- **Activity**
Your output must consist solely of the lines from the one containing "the white protective" through the end of the records, reproduced exactly.

--------------------------------

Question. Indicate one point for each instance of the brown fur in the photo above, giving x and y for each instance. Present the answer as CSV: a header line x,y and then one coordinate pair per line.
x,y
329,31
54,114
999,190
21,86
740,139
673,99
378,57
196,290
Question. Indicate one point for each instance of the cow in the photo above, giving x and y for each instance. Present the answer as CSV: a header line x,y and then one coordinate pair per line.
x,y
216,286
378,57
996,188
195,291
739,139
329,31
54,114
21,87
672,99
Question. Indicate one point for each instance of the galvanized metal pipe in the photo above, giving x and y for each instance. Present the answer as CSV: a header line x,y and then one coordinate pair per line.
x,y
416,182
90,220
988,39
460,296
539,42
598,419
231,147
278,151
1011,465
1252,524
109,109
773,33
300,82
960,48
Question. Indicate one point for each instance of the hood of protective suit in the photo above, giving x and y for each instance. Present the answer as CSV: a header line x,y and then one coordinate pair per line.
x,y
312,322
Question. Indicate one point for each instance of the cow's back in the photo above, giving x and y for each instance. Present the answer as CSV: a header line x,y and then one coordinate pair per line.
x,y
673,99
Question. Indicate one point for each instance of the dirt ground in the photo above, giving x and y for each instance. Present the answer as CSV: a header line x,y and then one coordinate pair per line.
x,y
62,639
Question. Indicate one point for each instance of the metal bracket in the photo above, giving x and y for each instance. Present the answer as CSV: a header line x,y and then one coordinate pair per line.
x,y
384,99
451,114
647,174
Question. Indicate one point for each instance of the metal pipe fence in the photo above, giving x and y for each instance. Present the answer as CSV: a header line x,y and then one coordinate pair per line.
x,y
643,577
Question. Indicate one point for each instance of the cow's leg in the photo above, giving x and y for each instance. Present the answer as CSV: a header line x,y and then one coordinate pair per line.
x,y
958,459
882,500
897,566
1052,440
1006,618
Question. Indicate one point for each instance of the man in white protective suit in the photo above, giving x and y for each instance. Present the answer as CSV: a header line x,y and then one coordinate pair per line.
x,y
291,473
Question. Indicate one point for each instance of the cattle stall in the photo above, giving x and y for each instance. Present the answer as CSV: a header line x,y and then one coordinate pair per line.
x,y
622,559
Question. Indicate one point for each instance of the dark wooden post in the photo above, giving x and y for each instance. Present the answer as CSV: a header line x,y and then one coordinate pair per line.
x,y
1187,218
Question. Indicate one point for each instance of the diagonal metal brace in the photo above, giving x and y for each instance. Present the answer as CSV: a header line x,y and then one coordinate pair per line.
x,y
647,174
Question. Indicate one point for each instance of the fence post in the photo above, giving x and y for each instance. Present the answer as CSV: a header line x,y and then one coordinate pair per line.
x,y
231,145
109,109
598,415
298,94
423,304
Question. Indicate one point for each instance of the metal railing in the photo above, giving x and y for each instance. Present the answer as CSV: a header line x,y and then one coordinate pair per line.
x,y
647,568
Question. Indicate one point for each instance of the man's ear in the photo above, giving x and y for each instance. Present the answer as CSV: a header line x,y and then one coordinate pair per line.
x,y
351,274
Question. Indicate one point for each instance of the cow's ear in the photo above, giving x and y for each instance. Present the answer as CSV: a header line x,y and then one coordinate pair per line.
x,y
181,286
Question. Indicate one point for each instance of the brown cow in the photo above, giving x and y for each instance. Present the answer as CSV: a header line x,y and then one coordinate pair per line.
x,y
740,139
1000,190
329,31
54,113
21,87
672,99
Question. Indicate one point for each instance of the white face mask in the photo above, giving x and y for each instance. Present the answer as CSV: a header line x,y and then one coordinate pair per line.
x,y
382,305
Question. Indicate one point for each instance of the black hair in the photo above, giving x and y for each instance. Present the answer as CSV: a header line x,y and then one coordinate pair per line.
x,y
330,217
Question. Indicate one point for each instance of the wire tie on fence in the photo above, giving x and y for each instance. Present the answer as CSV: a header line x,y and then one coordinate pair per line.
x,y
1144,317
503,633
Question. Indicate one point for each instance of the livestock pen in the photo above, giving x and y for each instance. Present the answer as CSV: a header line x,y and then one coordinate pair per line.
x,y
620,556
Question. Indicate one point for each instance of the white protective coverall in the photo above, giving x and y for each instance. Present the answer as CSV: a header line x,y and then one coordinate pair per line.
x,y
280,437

--------------------------------

- **Problem solution**
Question. Indicate one point for each instance of the white protective coverall in the photo above, giving x and y for each instance. Present the answer as CSV: a header line x,y and then one coordinate pair per line.
x,y
280,437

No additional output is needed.